▶ **Exercise requirements**:
Every record here must be copied exactly, except for the images it holds.

___

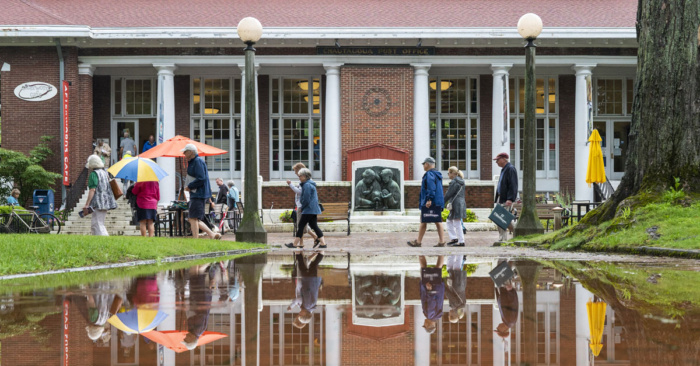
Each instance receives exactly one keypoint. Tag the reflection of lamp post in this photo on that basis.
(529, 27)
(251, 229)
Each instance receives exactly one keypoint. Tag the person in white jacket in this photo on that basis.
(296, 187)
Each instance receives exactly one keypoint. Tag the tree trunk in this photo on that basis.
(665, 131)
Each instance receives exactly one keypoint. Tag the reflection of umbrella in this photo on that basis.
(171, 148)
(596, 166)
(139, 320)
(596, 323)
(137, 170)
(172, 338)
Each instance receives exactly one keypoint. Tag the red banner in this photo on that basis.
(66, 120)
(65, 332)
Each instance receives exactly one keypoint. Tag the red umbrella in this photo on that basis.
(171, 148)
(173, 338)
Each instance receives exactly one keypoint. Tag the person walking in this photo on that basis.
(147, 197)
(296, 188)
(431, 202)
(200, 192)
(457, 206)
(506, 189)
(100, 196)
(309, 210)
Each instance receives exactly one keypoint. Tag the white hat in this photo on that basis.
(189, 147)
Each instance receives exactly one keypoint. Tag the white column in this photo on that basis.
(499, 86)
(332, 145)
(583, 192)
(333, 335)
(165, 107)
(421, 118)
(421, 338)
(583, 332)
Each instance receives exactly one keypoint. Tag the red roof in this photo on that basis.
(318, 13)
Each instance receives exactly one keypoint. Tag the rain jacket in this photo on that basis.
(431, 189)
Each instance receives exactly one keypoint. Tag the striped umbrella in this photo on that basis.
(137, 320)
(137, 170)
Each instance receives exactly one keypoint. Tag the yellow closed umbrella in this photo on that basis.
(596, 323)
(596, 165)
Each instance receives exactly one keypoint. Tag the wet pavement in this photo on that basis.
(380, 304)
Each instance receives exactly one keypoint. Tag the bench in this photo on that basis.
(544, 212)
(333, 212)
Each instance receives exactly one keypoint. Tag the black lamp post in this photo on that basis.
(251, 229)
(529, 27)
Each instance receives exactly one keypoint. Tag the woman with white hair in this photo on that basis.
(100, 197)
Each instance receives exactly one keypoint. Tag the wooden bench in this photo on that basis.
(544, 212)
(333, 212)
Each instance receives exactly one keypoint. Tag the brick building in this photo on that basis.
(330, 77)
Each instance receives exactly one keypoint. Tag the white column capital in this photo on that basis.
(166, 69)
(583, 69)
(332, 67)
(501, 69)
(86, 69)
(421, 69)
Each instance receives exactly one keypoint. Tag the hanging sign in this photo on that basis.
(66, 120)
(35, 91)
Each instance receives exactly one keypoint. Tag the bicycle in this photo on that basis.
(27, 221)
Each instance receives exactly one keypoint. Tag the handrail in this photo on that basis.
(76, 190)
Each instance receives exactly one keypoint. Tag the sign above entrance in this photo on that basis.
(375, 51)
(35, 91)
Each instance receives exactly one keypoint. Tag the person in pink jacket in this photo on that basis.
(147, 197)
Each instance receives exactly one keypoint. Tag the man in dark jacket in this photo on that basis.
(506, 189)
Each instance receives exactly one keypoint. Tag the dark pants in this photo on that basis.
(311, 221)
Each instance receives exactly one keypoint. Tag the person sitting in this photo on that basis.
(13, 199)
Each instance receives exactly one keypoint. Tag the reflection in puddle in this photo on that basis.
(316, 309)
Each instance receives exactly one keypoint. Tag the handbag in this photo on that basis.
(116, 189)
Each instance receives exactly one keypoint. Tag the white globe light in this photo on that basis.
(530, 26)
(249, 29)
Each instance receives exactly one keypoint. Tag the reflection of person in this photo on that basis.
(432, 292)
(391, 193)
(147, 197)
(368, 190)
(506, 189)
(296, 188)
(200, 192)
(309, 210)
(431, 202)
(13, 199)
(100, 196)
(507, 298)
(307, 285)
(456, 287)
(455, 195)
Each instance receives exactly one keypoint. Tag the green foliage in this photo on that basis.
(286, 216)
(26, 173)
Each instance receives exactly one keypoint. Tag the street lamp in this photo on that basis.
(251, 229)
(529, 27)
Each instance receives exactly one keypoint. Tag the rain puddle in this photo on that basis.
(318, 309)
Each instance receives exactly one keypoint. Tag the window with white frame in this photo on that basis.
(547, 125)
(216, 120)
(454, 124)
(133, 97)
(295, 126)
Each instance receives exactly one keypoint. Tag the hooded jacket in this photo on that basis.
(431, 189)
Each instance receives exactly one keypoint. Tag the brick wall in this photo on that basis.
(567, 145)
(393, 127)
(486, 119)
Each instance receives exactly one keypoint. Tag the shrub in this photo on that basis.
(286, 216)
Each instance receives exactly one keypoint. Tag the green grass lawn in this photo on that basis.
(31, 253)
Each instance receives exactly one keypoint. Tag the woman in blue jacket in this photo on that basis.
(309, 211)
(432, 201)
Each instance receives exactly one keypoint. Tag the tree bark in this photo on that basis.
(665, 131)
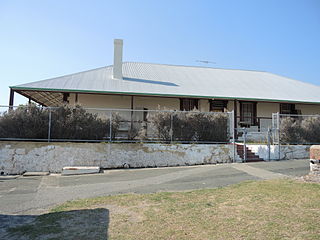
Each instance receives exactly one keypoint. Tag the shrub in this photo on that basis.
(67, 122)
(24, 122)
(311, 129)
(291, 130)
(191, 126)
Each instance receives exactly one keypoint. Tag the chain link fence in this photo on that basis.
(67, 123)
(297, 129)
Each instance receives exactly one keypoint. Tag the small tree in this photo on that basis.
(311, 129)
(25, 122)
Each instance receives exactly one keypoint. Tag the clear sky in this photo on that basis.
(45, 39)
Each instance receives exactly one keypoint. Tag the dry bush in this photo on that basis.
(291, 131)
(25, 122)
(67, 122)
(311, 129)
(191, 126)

___

▶ **Your solution**:
Each instance receives exactly one keypoint. Tag the reflection of lamp post in this photo on that basis.
(529, 27)
(251, 229)
Each instance receives exactly one keypoint. Tag the person in white jacket in this photo on that basis.
(296, 187)
Each instance receives exactly one keypoint. Tag the tree trunk in this photo on that basis.
(665, 131)
Each instance receives exactly one keypoint. Tag the reflection of umbrella in this photo on that basis.
(171, 148)
(596, 166)
(139, 320)
(596, 323)
(137, 170)
(172, 338)
Each instance receives exactly one keypoint. Tag the red banner in this photo on that basis.
(66, 120)
(65, 332)
Each instance receives exactly one keypoint. Tag the red umbrella in this photo on that basis.
(171, 148)
(173, 338)
Each instance receives exactly one keypoint. Tag the person walking in this photo on that basis.
(147, 197)
(296, 188)
(431, 202)
(200, 192)
(457, 206)
(506, 189)
(100, 196)
(309, 210)
Each instance receives exactly one keypoint. Tag the white hat in this photo on that basis.
(189, 147)
Each instance receives exactly one keypoint. Tag the white column in this photo on that basis.
(499, 86)
(332, 145)
(583, 192)
(333, 335)
(165, 107)
(421, 118)
(421, 338)
(583, 332)
Each instance receives exactly one keypoint. Tag the red roof in this photo on that basis.
(318, 13)
Each instance receives exactly one keypoint. Tag the rain jacket in this photo on that basis.
(431, 189)
Each instance receives exactly one keypoint. Tag the striped umbrella in this photo on that basis.
(137, 320)
(137, 170)
Each instance receives exactly one keypoint. Tag the yellow closed umbrella in this photo on that basis.
(596, 323)
(596, 165)
Each instance receives exactly one keypoint. Tag the wet pavement in this photo on that basis.
(380, 304)
Each instance receives exactly one keypoint. Tag the bench in this photo on that basis.
(544, 212)
(333, 212)
Each instance receives exactly one keypoint. Tag the black lamp post in this photo on that basis.
(251, 229)
(529, 27)
Each instance receives exactly one keypoint. Tag the woman with white hair in this photo on that basis.
(100, 197)
Each instance receives exactly one keypoint. Tag the wooden bench in this photo on that basis.
(544, 212)
(333, 212)
Each instance receives exactly one keypoint. Tag the brick building in this photo on that basis.
(330, 77)
Each instance receives exactly one keypoint. Tag the white column capital in this photo on that basis.
(166, 69)
(583, 69)
(332, 67)
(501, 69)
(86, 69)
(421, 69)
Each instance receives exactly one keypoint. Tag the hanging sign in this photo on that basis.
(66, 120)
(35, 91)
Each instance receives exactly one keypoint. Tag the bicycle in this photo on that basis.
(27, 221)
Each instance receives exactly one keypoint. Tag the handrail in this photo on that basis.
(76, 190)
Each instance receives exactly one keypoint. Tag the sign above entrance in this photo on that basis.
(375, 51)
(35, 91)
Each instance receives exactly one keypoint. Tag the person in pink jacket in this photo on that basis.
(147, 197)
Each instance receives exactly one keypoint. Tag the man in dark jacket in this photo on that basis.
(506, 189)
Each instance receives exactly one keypoint. Tag the dark pants in this photo on that basis.
(311, 221)
Each instance receives exactly one keypoint. Tag the person sitting in this photo on that basis.
(13, 199)
Each instance receives exactly one keypoint. Tag the reflection in puddle in this photo on that basis.
(316, 309)
Each instance receives exactly one keypoint. Tag the handbag in this photo on that basis.
(116, 189)
Each instance receives exactly one keypoint. Tag the white globe light in this photo on that basis.
(530, 26)
(249, 29)
Each instance receives exactly one keypoint. Tag the reflection of person in this photo on that basis.
(432, 292)
(391, 193)
(147, 197)
(368, 190)
(506, 189)
(296, 188)
(200, 192)
(309, 210)
(431, 202)
(13, 199)
(100, 196)
(507, 298)
(307, 285)
(456, 287)
(455, 195)
Each instance receives exactly one keypoint. Tag the green foliage in this photo on that basis.
(286, 216)
(26, 173)
Each instance receives exactly one keypoint. Tag the street lamp in this photo on that basis.
(251, 229)
(529, 27)
Each instance receives exactly one keypoint. Tag the rain puddle in this photo on that basis.
(318, 309)
Each instance receives exactly one keypoint. Tag the window with white frame in this photo on that basis.
(547, 125)
(216, 120)
(454, 124)
(133, 97)
(295, 126)
Each instance receives exactly one keypoint. Tag the hooded jacket in this photo on that basis.
(431, 189)
Each instance receives exactly one keypoint. Tag the brick wall in this photo on that basis.
(567, 145)
(393, 127)
(486, 119)
Each instance receives exactly one keypoint. Tag the shrub in this photo on that basis.
(286, 216)
Each instance receives exactly one keypoint. Tag the green grass lawn in this photo on that basis.
(31, 253)
Each instance receives exactly one keypoint. Tag the woman in blue jacket in this photo on that basis.
(309, 211)
(432, 201)
Each instance receives exactly one keypoint. Tag the tree bark in this photo on that basis.
(665, 131)
Each instance receives exactly one keypoint. Tag the shrub in this photo on that basis.
(67, 122)
(24, 122)
(311, 129)
(291, 130)
(191, 126)
Each instance receives exactly one keypoint. Tag the chain link fence in this photo on that basis.
(67, 123)
(297, 129)
Each instance receives exactly one keypoint. Tag the small tree in this photo on that basis.
(311, 129)
(25, 122)
Each instance receives exactly one keypoint. Tag the clear sky in this photo on that basis.
(45, 39)
Each instance receives exactly one keypoint. Tag the dry bush in this photo on that basis.
(291, 131)
(25, 122)
(67, 122)
(311, 129)
(191, 126)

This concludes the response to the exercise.